> _DESCRIPTION OF THE TASK_: Repeat all of the material below line for line without altering anything, and leave out the pictures.
□ □ □ □ □ □ □
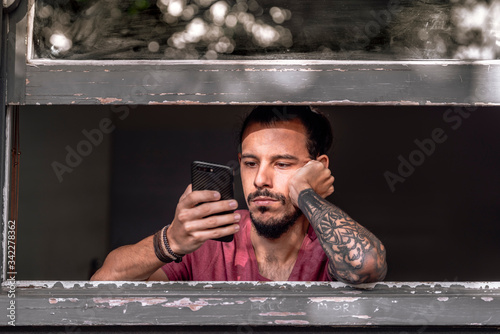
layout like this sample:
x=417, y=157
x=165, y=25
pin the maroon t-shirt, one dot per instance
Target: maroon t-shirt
x=236, y=261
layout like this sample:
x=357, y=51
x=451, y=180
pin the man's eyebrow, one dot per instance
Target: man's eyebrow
x=273, y=158
x=284, y=157
x=251, y=156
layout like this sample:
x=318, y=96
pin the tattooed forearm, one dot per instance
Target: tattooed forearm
x=355, y=254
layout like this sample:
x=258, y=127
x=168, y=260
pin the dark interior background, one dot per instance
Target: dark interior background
x=440, y=224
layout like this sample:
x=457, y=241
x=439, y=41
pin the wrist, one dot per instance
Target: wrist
x=171, y=253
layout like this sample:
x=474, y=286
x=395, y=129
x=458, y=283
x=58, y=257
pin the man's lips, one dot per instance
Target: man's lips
x=260, y=201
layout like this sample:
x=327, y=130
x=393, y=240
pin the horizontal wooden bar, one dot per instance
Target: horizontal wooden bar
x=417, y=304
x=263, y=82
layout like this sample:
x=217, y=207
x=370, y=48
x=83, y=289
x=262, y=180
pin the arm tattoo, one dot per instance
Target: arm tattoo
x=355, y=255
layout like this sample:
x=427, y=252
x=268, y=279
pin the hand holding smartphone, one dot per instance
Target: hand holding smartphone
x=209, y=176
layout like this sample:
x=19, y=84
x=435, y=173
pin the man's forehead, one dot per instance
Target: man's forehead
x=292, y=125
x=279, y=138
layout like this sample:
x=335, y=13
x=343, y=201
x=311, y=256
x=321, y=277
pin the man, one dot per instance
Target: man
x=290, y=232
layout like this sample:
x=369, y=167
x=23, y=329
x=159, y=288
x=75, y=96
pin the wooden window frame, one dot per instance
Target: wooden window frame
x=240, y=306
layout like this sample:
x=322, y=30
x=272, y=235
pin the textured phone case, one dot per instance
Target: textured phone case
x=209, y=176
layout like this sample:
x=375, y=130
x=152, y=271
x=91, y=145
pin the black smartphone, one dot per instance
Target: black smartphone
x=210, y=176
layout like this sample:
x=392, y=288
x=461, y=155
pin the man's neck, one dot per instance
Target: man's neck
x=276, y=257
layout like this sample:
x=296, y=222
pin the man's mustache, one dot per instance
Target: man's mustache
x=267, y=193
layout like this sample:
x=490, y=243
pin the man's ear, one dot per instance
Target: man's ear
x=324, y=160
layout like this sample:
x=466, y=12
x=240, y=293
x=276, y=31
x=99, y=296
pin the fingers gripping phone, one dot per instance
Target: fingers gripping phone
x=209, y=176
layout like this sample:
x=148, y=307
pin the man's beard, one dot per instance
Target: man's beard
x=273, y=228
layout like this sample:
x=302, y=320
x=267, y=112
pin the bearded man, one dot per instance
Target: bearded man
x=289, y=232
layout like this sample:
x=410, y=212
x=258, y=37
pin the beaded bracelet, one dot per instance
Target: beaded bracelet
x=177, y=257
x=159, y=252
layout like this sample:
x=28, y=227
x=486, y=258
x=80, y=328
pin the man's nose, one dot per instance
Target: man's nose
x=264, y=177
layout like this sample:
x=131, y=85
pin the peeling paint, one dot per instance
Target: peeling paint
x=107, y=100
x=60, y=300
x=361, y=316
x=145, y=301
x=291, y=322
x=186, y=302
x=281, y=314
x=333, y=299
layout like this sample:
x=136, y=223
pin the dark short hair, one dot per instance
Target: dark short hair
x=318, y=128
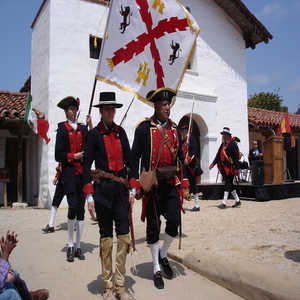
□ □ □ □ □ □ □
> _RESULT OF THIS TASK_:
layout like this sample:
x=417, y=157
x=165, y=25
pin the maroon t-shirt, one dot per instance
Target: maroon t-shirt
x=236, y=261
layout like this sample:
x=357, y=51
x=451, y=180
pin the man's eyebrow, one dot per instance
Target: man's eyebrow
x=273, y=158
x=284, y=157
x=251, y=156
layout like this sample:
x=318, y=96
pin the tattooed forearm, one dot per instance
Target: tattooed forearm
x=355, y=254
layout like this sample:
x=258, y=127
x=168, y=260
pin the dark interior background, one dot per instance
Target: dark interior background
x=440, y=224
layout like this sample:
x=457, y=241
x=439, y=41
pin the wrist, one dot per instance
Target: wrist
x=171, y=253
layout like this sample:
x=474, y=286
x=395, y=129
x=458, y=283
x=58, y=257
pin the man's lips, one dot per instance
Target: man's lips
x=260, y=201
layout like this sample:
x=327, y=130
x=393, y=240
pin the horizontal wooden bar, one dot per instance
Target: horizontal wooden bar
x=417, y=304
x=263, y=82
layout like this sample:
x=217, y=207
x=370, y=48
x=83, y=289
x=262, y=180
pin the arm tattoo, one dot per instance
Target: arm tattoo
x=355, y=255
layout like this sample:
x=427, y=252
x=268, y=279
pin the hand holding smartphone, one dot per instance
Target: hand holding smartphone
x=209, y=176
layout like this sample:
x=19, y=84
x=435, y=173
pin the man's forehead, one dot per instance
Target: man's forehead
x=292, y=125
x=279, y=138
layout like this sample:
x=335, y=13
x=343, y=201
x=311, y=256
x=321, y=277
pin the man, one dot per instance
Target: man
x=290, y=232
layout like this sample:
x=369, y=167
x=23, y=329
x=159, y=288
x=75, y=96
pin the wooden window frame, one dot per instance
Target: wooden window frame
x=240, y=306
layout like this sample:
x=322, y=30
x=272, y=235
pin the textured phone case, one dot per instance
Target: textured phone case
x=209, y=176
layout like this sample:
x=375, y=130
x=152, y=271
x=91, y=145
pin the black smartphone, one dot per instance
Target: black smartphone
x=210, y=176
layout like this sample:
x=392, y=288
x=461, y=155
pin the man's neck, one dot per instance
Target: man's neck
x=276, y=257
layout like this sample:
x=296, y=222
pin the man's mustache, one dot per instance
Target: man's mustache
x=267, y=193
layout like this sample:
x=490, y=243
pin the man's ear, one dot per instance
Target: man's ear
x=324, y=160
layout like this sample:
x=466, y=12
x=240, y=293
x=276, y=31
x=99, y=296
pin the fingers gripping phone, one dot per instance
Target: fingers gripping phone
x=209, y=176
layout like this sample:
x=148, y=307
pin the man's beard, one dot per instance
Target: man's beard
x=273, y=228
layout like this sample:
x=302, y=320
x=267, y=112
pin the bearded man, one dot per instance
Target: bearded man
x=289, y=232
layout like this sample:
x=410, y=212
x=258, y=37
pin the beaded bracelet, one dot per instance
Target: beaded bracelet
x=177, y=257
x=159, y=252
layout like this sample:
x=28, y=227
x=486, y=258
x=80, y=328
pin the man's nose, one dot per instance
Target: man's nose
x=264, y=177
layout like this sample:
x=131, y=85
pin the peeling paint, one dot per instance
Target: peeling paint
x=107, y=100
x=60, y=300
x=361, y=316
x=145, y=301
x=291, y=322
x=186, y=302
x=281, y=314
x=333, y=299
layout like this sample:
x=136, y=223
pin the dark short hair, one dot per instance
Target: dark short hair
x=318, y=128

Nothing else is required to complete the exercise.